Görev Tanımı 1
Aşağıdaki kayıtlarda "blue" sözcüğünü içeren her satırı belirleyip hiçbir değişiklik yapmadan kopyalayın.

· · · ·

• yabancı olduğum bir şehirde, yeni başlayan üniversite macerasının barınma işlerinden sorumlu devlet kurumuydu ilk başlarda öğrenci yurdu.

    zor bir deneyim olacağını biliyordum, bilmediğim bir şey vardı : zevk almak için mi gelmiştik dünyaya yoksa acı çekmek ve öğrenmek için mi... birinci seçenek doğruysa arkama bakmadan geri dönmeliydim geldiğim yere.. hayır evime değil, annemin karnına...

    ilk gün tek hatırladığım 6 yatak, 6 dolap 1 masa ve 2 sandalyeden oluşan odaydı. ve bana ait olan dolaba eşyalarımı kilitleyişim.

    bundan sonrasini anlatmak beni kanser edecegi icin kisa enstantaneler ile devam etmek istiyorum :

    * sabah sınavı olan 2 öğrenci aynı odada kalmaktadır. bu öğrencilerden biri sınav için gece geç saate kadar çalışmayı tercih ederken, diğeri ise sabah erkenden kalkıp çalışmaya karar vermiştir. sonuç : gecenin bir yarısı odaya gelen geceçalışıcısı gündüzçalışıcısının uykusunun içine eder, sabahın köründe uyanan gündüzçalışıcısı da zaten birkaç saat önce yatmış olan geceçalışıcısının uykusunun içine eder.

· · · ·

Görev Tanımı 2
Yukarıdaki öğrenci yurdu anlatısında "ilk gün tek" ifadesinden "uykusunun içine eder." ifadesine kadar olan bölümü kelimesi kelimesine yeniden yazın.

(Nokta etiketleme setinden kayıtlar)
· · · ·

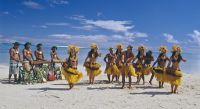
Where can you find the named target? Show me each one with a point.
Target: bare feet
(150, 82)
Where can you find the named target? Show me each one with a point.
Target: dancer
(139, 64)
(147, 65)
(92, 67)
(14, 61)
(174, 73)
(111, 67)
(39, 55)
(69, 69)
(160, 70)
(27, 52)
(129, 71)
(119, 61)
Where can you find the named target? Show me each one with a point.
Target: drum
(58, 61)
(26, 65)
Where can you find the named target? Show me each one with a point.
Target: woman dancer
(174, 74)
(69, 69)
(92, 67)
(129, 71)
(111, 67)
(160, 70)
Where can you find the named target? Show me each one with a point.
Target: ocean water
(191, 66)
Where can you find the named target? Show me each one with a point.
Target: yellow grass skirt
(129, 69)
(147, 70)
(120, 67)
(160, 74)
(138, 69)
(71, 75)
(93, 69)
(174, 77)
(112, 70)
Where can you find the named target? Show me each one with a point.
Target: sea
(191, 66)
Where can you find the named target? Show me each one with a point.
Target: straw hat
(110, 48)
(119, 46)
(174, 48)
(39, 45)
(27, 43)
(142, 47)
(129, 47)
(16, 43)
(54, 47)
(93, 45)
(73, 48)
(163, 49)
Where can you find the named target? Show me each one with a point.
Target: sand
(101, 95)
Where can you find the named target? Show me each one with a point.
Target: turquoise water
(191, 66)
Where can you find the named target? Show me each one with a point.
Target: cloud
(99, 14)
(195, 37)
(53, 3)
(46, 25)
(83, 38)
(33, 5)
(117, 26)
(57, 24)
(5, 12)
(85, 27)
(170, 38)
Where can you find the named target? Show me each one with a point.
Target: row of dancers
(121, 62)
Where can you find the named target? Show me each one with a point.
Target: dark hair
(26, 44)
(138, 55)
(149, 53)
(179, 56)
(117, 52)
(92, 52)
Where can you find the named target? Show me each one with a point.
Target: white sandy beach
(54, 95)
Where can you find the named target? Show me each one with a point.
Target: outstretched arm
(105, 58)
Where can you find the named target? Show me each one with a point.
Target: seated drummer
(14, 61)
(27, 52)
(39, 54)
(54, 55)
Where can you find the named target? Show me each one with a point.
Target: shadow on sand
(152, 93)
(43, 89)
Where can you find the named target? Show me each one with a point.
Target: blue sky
(106, 22)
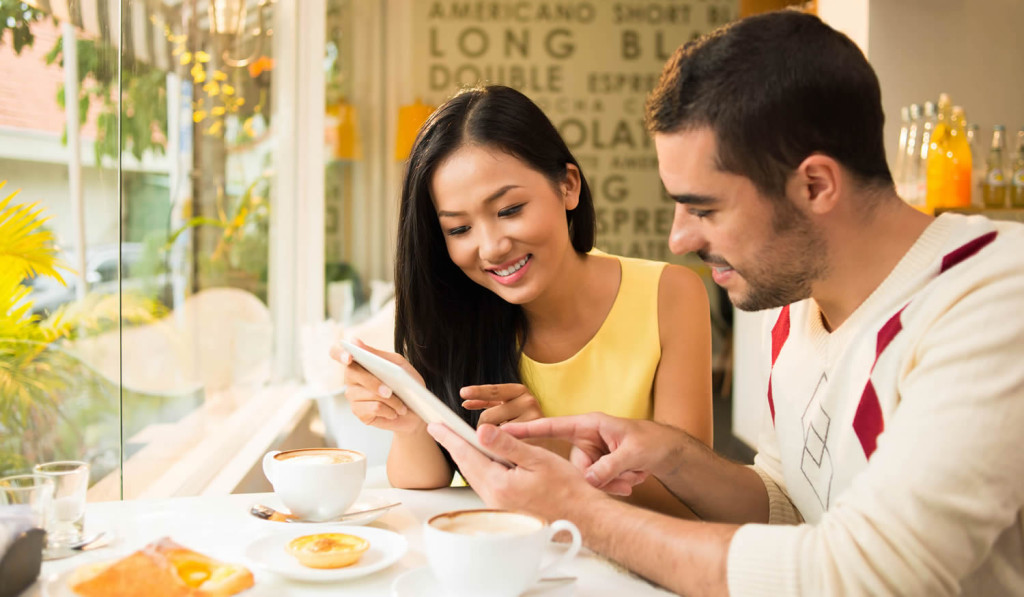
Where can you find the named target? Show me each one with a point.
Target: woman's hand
(372, 401)
(501, 402)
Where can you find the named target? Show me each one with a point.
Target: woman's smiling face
(504, 222)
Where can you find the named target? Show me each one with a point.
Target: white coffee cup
(316, 483)
(492, 553)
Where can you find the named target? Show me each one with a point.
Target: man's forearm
(716, 488)
(684, 556)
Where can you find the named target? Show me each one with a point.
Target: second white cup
(316, 483)
(492, 553)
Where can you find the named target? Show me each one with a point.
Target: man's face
(764, 252)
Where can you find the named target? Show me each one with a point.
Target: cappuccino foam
(318, 457)
(479, 523)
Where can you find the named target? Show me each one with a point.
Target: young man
(891, 460)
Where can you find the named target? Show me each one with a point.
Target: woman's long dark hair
(452, 330)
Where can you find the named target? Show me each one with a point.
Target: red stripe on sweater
(887, 333)
(779, 334)
(968, 250)
(867, 423)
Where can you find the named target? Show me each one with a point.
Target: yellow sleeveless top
(614, 372)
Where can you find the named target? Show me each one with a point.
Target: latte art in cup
(497, 553)
(315, 483)
(487, 523)
(318, 456)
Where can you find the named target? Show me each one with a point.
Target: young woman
(505, 309)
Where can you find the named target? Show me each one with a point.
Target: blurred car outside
(101, 278)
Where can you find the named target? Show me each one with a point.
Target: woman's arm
(682, 382)
(416, 462)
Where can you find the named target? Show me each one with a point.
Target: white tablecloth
(221, 527)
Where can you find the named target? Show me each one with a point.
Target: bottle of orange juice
(958, 153)
(948, 160)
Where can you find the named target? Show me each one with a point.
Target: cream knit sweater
(899, 437)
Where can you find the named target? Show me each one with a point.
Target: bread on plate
(162, 568)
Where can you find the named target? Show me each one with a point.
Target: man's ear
(570, 186)
(818, 183)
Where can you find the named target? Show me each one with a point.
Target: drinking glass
(31, 495)
(67, 514)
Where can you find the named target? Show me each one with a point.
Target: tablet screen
(416, 396)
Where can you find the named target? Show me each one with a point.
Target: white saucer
(421, 583)
(365, 502)
(385, 549)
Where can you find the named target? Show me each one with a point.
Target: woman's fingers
(359, 396)
(493, 392)
(523, 408)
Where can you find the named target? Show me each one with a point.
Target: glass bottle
(977, 164)
(920, 170)
(899, 171)
(994, 186)
(906, 178)
(1017, 182)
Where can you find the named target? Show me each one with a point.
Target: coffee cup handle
(268, 464)
(572, 550)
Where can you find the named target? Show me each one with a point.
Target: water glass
(67, 515)
(31, 495)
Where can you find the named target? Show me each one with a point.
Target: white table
(221, 527)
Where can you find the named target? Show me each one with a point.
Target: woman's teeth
(515, 267)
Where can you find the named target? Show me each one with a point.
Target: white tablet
(418, 397)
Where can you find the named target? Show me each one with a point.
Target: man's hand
(542, 482)
(613, 454)
(501, 402)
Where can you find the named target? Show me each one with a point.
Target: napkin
(13, 521)
(20, 549)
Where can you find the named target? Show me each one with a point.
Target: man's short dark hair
(776, 88)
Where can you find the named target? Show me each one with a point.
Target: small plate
(421, 583)
(366, 502)
(385, 549)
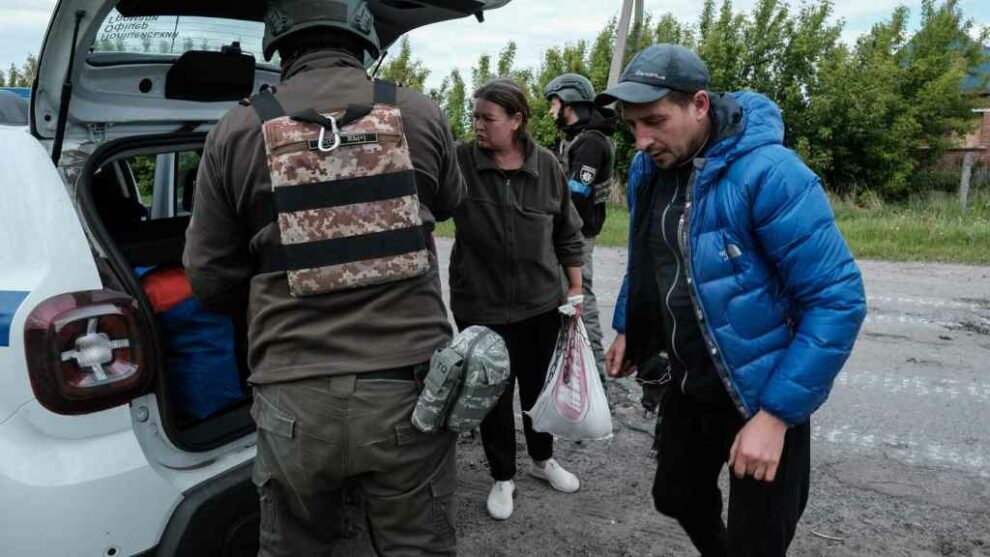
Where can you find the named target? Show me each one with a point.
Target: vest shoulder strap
(267, 106)
(386, 92)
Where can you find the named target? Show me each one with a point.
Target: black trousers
(531, 344)
(694, 444)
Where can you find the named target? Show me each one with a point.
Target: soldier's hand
(757, 448)
(615, 364)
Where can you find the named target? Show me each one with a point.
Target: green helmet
(571, 88)
(285, 17)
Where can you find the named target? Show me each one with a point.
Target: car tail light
(87, 351)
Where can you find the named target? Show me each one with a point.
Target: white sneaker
(500, 500)
(559, 479)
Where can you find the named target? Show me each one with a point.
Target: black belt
(397, 374)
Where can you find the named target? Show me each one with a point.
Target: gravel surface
(900, 453)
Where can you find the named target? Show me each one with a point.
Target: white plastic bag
(573, 404)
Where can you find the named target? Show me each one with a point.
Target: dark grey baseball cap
(654, 72)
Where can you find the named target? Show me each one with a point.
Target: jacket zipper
(696, 299)
(510, 261)
(673, 284)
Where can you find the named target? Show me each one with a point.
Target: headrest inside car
(209, 76)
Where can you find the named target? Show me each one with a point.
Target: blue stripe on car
(10, 300)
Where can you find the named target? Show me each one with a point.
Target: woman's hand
(575, 287)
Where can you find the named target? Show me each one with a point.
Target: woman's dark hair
(507, 94)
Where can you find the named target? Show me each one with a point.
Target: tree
(403, 69)
(13, 76)
(456, 107)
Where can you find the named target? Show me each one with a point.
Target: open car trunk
(123, 83)
(141, 230)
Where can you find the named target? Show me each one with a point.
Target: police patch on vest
(346, 140)
(588, 175)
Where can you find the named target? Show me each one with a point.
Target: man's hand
(757, 448)
(615, 364)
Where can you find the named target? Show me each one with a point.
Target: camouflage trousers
(318, 438)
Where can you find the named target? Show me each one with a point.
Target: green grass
(926, 228)
(931, 227)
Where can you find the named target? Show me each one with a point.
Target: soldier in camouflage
(587, 155)
(339, 335)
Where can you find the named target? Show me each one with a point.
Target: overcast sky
(534, 24)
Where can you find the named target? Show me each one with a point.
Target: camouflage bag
(465, 381)
(344, 194)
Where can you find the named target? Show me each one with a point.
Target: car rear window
(174, 35)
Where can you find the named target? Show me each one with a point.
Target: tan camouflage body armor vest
(344, 196)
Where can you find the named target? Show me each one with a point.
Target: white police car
(95, 458)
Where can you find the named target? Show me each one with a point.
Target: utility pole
(621, 35)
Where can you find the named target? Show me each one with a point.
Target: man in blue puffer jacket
(738, 271)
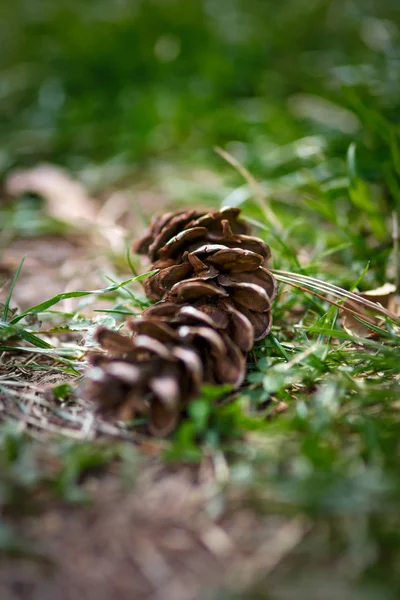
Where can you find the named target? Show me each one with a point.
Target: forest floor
(288, 487)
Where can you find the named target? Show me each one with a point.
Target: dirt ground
(166, 533)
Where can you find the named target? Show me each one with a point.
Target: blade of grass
(78, 294)
(13, 282)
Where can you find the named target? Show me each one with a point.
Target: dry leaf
(66, 198)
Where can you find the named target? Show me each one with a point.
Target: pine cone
(214, 299)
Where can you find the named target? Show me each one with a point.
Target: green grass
(312, 123)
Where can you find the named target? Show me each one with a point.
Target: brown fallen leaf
(66, 198)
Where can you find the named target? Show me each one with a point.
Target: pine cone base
(213, 297)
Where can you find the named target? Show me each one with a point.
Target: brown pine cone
(214, 296)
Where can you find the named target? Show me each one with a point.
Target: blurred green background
(87, 82)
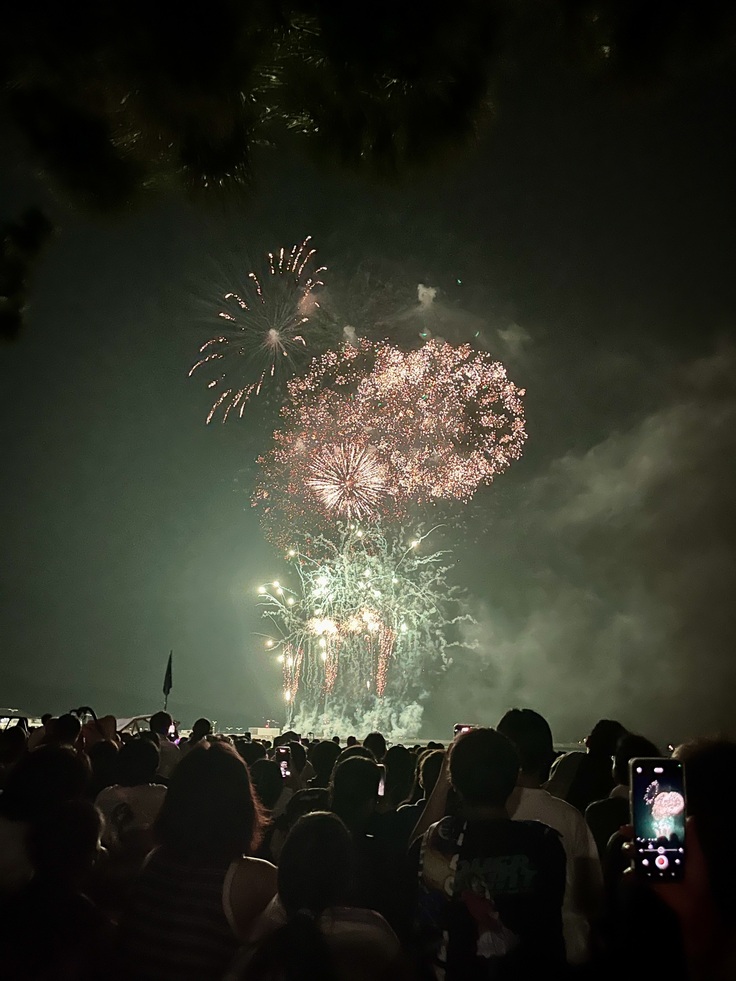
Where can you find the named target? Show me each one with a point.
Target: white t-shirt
(128, 809)
(584, 880)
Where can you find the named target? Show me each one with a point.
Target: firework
(362, 623)
(348, 480)
(405, 427)
(263, 331)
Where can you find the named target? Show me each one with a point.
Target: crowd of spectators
(218, 858)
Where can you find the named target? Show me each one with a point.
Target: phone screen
(283, 756)
(658, 815)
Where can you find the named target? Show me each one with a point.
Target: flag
(168, 684)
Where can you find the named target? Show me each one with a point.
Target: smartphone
(658, 811)
(284, 759)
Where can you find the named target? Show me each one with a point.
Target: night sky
(593, 235)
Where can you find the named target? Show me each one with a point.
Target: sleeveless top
(179, 925)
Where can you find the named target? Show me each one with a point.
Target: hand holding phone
(658, 810)
(283, 758)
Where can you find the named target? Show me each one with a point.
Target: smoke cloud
(610, 582)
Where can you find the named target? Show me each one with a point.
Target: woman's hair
(138, 762)
(315, 864)
(63, 844)
(353, 787)
(314, 874)
(210, 811)
(103, 757)
(323, 756)
(200, 730)
(42, 779)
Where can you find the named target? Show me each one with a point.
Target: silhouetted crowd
(212, 858)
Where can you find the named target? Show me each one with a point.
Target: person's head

· · · ·

Nihai Yanıt 1
Target: blue sky
Target: blue stripe on car
Target: man in blue puffer jacket

Nihai Yanıt 2
ilk gün tek hatırladığım 6 yatak, 6 dolap 1 masa ve 2 sandalyeden oluşan odaydı. ve bana ait olan dolaba eşyalarımı kilitleyişim.

    bundan sonrasini anlatmak beni kanser edecegi icin kisa enstantaneler ile devam etmek istiyorum :

    * sabah sınavı olan 2 öğrenci aynı odada kalmaktadır. bu öğrencilerden biri sınav için gece geç saate kadar çalışmayı tercih ederken, diğeri ise sabah erkenden kalkıp çalışmaya karar vermiştir. sonuç : gecenin bir yarısı odaya gelen geceçalışıcısı gündüzçalışıcısının uykusunun içine eder, sabahın köründe uyanan gündüzçalışıcısı da zaten birkaç saat önce yatmış olan geceçalışıcısının uykusunun içine eder.